#### [作業指示]
A. ゾルゲ事件についての抜粋では、宮城与徳が尾崎の娘の楊子に絵のレッスンをしに来ていました。このレッスンが尾崎と宮城にとってどのような役割を果たしていたかを、一、二文で説明してください。
B. ゾルゲ事件についての抜粋をもとに、次の問いに答えてください。
(i) 尾崎の自宅に来た特高の刑事たちを率いていたのは誰ですか。
(ii) 尾崎が取り調べを受けた場所はどこですか。
(iii) 司法省の発表が報道されたのはいつですか。

#### [提供された抜粋]
ゾルゲ事件論の(1)はこちら。
1941年10月15日、尾崎秀實逮捕される(ゾルゲ事件)。
「十五日(水)
尾崎は午前六時には朝食を済ませて、朝日の差しこむ書斎にくつろいで読書に耽っていた。それは、中国で命を落としたベテラン報道員が、死の直前の心境を記した感動的な書物だった。
そのとき、廊下を踏み鳴らす騒々しい足音が聞こえた。尾崎にはすぐにぴんときた。もう何日も前から、彼はこの早朝の出頭命令を薄々予感していた。彼は驚くほど落ちついて本を置くと、高橋与助警部率いる特高の刑事たちを迎えた。」(『ゾルゲ 引き裂かれたスパイ』 R.ワイトマン)
尾崎秀實は「楊子は学校へ行ったか」と子供がこの場に居合わせなかったことを確かめている。最後に妻に別れのことばもかわさずに家を出た。
12日の日曜日にすでに予兆はあった。休日に娘の楊子に絵のレッスンに来ることになっていた宮城与徳が、姿を見せなかったのである。この絵のレッスンは、ふたりが秘密活動の打ち合わせを行う、格好のカモフラージュになっていた。尾崎は不審に思ったが、まさか宮城がこの前日に逮捕されて、すべて自白しているとは思いもしなかった。
13日、今度は、満鉄ビル6階のレストラン・アジアで約束していたゾルゲが姿を見せなかった。ゾルゲは約束の日を水曜、つまり尾崎が逮捕されたこの日と勘違いしていたのである。ゾルゲはこの日夕方6時ごろ、自宅を訪ねてきたクラウゼンと〈エンタク〉を拾って、満鉄ビルに向かった。ふたりはしばらく待っていたが、ついに〈オットー〉は現れなかった。
そのころ、尾崎は自宅から遠くない目黒署の取調室にいた。尋問は予想通り、ゾルゲとの関係についてだった。はじめ尾崎は諜報網については何も知らないと言い張った。しかし警察により、諜報網の全貌はすべて明らかにされていることを知る。「すべては終わった」と尾崎は呟いたという。そして真夜中近くに、調書の作成に同意した。
記事の差し止めが解かれて、ゾルゲ事件が〈コミンテルン・スパイ団一斉検挙〉という司法省発表が報道されたのは、翌年の5月17日である。逮捕者に、尾崎に情報をもたらした西園寺公一(きんかず)、犬養健(たける)ら、近衛側近の上層階級の人びとが連座したことは、当時の国民に強い衝撃を与えた。

(注釈付き座標データ)
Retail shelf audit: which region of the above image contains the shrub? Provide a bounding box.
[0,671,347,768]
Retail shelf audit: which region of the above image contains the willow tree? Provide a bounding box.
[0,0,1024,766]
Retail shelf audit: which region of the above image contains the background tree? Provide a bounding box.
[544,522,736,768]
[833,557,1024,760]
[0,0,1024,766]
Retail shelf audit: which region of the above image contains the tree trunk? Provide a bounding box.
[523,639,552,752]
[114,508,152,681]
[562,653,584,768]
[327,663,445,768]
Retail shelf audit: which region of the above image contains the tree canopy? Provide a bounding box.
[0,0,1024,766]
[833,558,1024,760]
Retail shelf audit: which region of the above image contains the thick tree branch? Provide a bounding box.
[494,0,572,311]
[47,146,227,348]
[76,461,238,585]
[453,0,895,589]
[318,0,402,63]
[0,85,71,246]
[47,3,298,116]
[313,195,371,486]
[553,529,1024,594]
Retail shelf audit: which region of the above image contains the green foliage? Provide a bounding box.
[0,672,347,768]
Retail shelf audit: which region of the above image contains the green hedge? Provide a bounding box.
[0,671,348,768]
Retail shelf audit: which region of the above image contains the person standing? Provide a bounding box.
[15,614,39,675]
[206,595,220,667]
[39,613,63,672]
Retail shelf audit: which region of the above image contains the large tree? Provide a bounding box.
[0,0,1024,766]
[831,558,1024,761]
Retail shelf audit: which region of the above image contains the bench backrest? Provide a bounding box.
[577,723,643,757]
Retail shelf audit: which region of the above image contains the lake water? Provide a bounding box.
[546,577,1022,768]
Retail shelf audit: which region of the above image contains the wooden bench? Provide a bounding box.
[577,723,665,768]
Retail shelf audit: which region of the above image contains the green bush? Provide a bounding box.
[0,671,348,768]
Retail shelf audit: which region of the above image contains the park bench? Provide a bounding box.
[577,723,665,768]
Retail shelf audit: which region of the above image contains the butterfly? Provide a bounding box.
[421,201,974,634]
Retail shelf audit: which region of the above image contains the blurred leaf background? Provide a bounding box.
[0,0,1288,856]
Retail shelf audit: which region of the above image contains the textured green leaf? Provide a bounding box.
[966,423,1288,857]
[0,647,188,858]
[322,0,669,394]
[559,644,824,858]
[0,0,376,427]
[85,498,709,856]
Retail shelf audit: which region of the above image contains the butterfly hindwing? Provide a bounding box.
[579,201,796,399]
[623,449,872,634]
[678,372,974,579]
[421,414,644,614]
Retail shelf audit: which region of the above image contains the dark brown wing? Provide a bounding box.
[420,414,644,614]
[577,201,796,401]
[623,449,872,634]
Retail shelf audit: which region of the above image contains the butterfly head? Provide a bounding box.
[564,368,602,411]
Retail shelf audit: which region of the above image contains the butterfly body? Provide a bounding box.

#### [各作業の回答]
A. 絵のレッスンは、尾崎と宮城が秘密活動の打ち合わせを行うための格好のカモフラージュになっていました。

B.
(i) 高橋与助警部です。
(ii) 自宅から遠くない目黒署の取調室です。
(iii) 翌年の5月17日です。